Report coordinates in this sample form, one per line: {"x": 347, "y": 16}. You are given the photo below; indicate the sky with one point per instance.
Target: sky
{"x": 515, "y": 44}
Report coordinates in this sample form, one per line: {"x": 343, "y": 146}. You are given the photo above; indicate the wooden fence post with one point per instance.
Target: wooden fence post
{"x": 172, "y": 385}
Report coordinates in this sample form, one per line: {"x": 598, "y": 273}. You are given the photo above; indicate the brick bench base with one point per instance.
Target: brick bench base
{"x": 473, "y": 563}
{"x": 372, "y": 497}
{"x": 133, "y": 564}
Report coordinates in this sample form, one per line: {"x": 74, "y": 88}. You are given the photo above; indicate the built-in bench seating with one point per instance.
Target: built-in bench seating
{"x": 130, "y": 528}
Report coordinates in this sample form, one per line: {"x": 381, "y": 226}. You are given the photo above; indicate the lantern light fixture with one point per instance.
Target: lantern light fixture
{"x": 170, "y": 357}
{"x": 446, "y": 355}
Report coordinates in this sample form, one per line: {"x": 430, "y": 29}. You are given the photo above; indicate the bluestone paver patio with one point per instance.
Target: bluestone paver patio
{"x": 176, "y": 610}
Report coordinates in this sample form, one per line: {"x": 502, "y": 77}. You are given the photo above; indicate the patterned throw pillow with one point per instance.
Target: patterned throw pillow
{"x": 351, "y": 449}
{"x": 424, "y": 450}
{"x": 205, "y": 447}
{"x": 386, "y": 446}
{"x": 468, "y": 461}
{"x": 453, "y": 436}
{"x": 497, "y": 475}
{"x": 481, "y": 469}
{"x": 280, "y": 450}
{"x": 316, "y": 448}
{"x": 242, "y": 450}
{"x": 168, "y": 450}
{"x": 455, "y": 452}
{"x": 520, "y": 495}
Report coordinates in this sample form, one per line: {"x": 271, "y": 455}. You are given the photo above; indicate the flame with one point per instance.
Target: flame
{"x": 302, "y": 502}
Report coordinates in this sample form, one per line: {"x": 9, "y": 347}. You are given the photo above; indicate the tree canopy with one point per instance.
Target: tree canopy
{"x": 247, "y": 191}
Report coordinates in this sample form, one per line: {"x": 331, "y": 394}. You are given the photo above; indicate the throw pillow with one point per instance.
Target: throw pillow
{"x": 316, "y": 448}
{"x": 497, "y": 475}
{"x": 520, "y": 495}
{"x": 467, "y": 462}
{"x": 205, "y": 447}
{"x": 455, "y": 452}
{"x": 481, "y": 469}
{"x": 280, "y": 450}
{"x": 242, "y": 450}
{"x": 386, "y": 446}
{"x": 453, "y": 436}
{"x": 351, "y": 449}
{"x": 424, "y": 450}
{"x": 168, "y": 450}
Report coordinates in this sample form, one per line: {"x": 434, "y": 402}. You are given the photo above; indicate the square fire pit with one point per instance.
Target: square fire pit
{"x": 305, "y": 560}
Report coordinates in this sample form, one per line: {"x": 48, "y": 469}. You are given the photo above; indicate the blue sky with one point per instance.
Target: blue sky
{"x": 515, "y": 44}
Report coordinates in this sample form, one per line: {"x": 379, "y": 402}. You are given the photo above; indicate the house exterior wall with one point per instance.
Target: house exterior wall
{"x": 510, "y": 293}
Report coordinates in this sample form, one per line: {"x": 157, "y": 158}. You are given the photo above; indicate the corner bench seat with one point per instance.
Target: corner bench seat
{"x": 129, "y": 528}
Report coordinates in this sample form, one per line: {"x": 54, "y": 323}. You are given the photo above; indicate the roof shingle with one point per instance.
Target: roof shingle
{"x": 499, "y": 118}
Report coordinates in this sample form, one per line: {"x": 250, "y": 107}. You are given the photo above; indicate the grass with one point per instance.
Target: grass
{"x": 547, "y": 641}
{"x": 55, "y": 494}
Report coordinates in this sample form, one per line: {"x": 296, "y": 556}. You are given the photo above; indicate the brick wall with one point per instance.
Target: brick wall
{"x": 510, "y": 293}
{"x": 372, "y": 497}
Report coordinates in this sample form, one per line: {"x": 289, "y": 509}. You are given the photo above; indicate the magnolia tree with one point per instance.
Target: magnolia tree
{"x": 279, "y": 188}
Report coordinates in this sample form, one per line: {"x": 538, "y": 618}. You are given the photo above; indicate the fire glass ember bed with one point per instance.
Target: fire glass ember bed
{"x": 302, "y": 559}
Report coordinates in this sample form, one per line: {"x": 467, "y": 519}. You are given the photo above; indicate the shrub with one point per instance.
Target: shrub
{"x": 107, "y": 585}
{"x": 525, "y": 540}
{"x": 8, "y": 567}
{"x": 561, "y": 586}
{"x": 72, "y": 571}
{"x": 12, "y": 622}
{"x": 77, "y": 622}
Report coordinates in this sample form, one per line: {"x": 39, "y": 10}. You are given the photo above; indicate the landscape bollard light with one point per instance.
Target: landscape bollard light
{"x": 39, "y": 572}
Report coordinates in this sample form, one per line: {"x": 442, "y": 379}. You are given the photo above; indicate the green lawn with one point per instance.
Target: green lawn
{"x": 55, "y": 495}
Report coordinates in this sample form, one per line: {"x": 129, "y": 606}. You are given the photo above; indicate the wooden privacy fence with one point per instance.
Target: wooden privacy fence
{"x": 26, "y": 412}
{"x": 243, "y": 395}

◇ ◇ ◇ ◇

Write each line above out exactly.

▸ **WRITTEN SOLUTION**:
Report coordinates in this sample form, one per line: {"x": 347, "y": 16}. You are given the photo below; indicate the sky with one point per instance.
Target: sky
{"x": 515, "y": 44}
Report coordinates in this sample form, one per line: {"x": 343, "y": 146}. You are given the photo above; indicate the wooden fence post with one point per instance.
Target: wooden fence post
{"x": 172, "y": 385}
Report coordinates in this sample form, one per line: {"x": 598, "y": 273}. You are given the photo above; indicate the brick bench base with one point per instance.
Target: brick bench base
{"x": 473, "y": 563}
{"x": 372, "y": 497}
{"x": 133, "y": 564}
Report coordinates in this sample form, one per line: {"x": 74, "y": 88}. You are given the photo above; indicate the built-in bench seating with one point per instance.
Target: built-in bench seating
{"x": 130, "y": 528}
Report coordinates in this sample form, one per line: {"x": 381, "y": 226}. You are given the photo above; indicate the lantern light fixture with one point per instance.
Target: lantern light fixture
{"x": 170, "y": 357}
{"x": 446, "y": 355}
Report coordinates in this sample form, one per line: {"x": 430, "y": 29}. You are given the photo above; indicate the bluestone paver patio with one point per instance.
Target: bluestone paver patio
{"x": 176, "y": 610}
Report coordinates in this sample form, one per line: {"x": 502, "y": 77}. You are given the photo above; indicate the patterned throw pillow with one point per instance.
Target: patterned throw pillow
{"x": 351, "y": 449}
{"x": 424, "y": 450}
{"x": 205, "y": 447}
{"x": 386, "y": 446}
{"x": 468, "y": 461}
{"x": 453, "y": 436}
{"x": 497, "y": 475}
{"x": 481, "y": 469}
{"x": 280, "y": 450}
{"x": 316, "y": 448}
{"x": 242, "y": 450}
{"x": 168, "y": 450}
{"x": 455, "y": 452}
{"x": 520, "y": 495}
Report coordinates in this sample form, one per line: {"x": 271, "y": 455}. You are given the photo above; indicate the flame with one point per instance.
Target: flame
{"x": 302, "y": 502}
Report coordinates in this sample form, one per line: {"x": 9, "y": 347}. You are given the photo above; indicate the tree canopy with one point per instance.
Target: tree canopy
{"x": 247, "y": 191}
Report coordinates in this sample form, one per line: {"x": 331, "y": 394}. You are given the photo above; indicate the throw pillow with one point per instance.
Target: throw pillow
{"x": 316, "y": 448}
{"x": 497, "y": 475}
{"x": 520, "y": 495}
{"x": 467, "y": 462}
{"x": 205, "y": 447}
{"x": 455, "y": 452}
{"x": 481, "y": 469}
{"x": 280, "y": 450}
{"x": 242, "y": 450}
{"x": 386, "y": 446}
{"x": 453, "y": 436}
{"x": 351, "y": 449}
{"x": 424, "y": 450}
{"x": 168, "y": 450}
Report coordinates in this sample form, one per line: {"x": 434, "y": 402}. You are given the photo above; indicate the square fire pit with one point per instance.
Target: square fire pit
{"x": 305, "y": 560}
Report coordinates in this sample form, one per line: {"x": 48, "y": 469}. You are given the photo above; indicate the blue sky with one point per instance.
Target: blue sky
{"x": 515, "y": 44}
Report coordinates in this sample form, one per line: {"x": 379, "y": 402}. You are given the photo above; indicate the house exterior wall with one point per instance.
Target: house exterior wall
{"x": 510, "y": 293}
Report coordinates in this sample form, one per line: {"x": 157, "y": 158}. You are given the photo above; indicate the corner bench seat with one point per instance.
Target: corner bench seat
{"x": 129, "y": 528}
Report coordinates in this sample form, one per line: {"x": 54, "y": 323}. You are given the photo above; indicate the roof shingle with one point per instance.
Target: roof shingle
{"x": 499, "y": 118}
Report coordinates in this sample form, one per line: {"x": 250, "y": 107}. You are given the photo above; indicate the grass with one point per instance.
Target: grass
{"x": 547, "y": 641}
{"x": 55, "y": 494}
Report coordinates in this sample form, one per line: {"x": 296, "y": 556}. You are given the photo above; indicate the brick wall with one point per instance.
Target: brick wall
{"x": 510, "y": 293}
{"x": 372, "y": 497}
Report coordinates in this sample form, one per line: {"x": 289, "y": 509}. You are given the photo above; indicate the magnolia tree with one point per instance.
Target: magnolia tree
{"x": 279, "y": 188}
Report coordinates in this sample form, one per line: {"x": 538, "y": 618}. You are given the photo above; indicate the fire glass ember bed with one point per instance.
Target: fire glass ember bed
{"x": 302, "y": 559}
Report coordinates in this sample form, one per line: {"x": 467, "y": 519}. You are given the photo above; indicate the shrub with one point per instance.
Target: shrub
{"x": 107, "y": 585}
{"x": 525, "y": 540}
{"x": 8, "y": 567}
{"x": 561, "y": 586}
{"x": 72, "y": 571}
{"x": 12, "y": 622}
{"x": 77, "y": 622}
Report coordinates in this sample form, one per line: {"x": 39, "y": 10}. You are given the photo above; indicate the landscape bollard light with one point per instance.
Target: landscape bollard light
{"x": 39, "y": 572}
Report coordinates in this sample form, one per line: {"x": 442, "y": 379}. You are given the photo above; indicate the green lawn with one point per instance.
Target: green lawn
{"x": 55, "y": 495}
Report coordinates in this sample form, one per line: {"x": 129, "y": 606}. You are given the photo above; indicate the wooden privacy fence with one point per instance.
Target: wooden privacy fence
{"x": 26, "y": 412}
{"x": 243, "y": 395}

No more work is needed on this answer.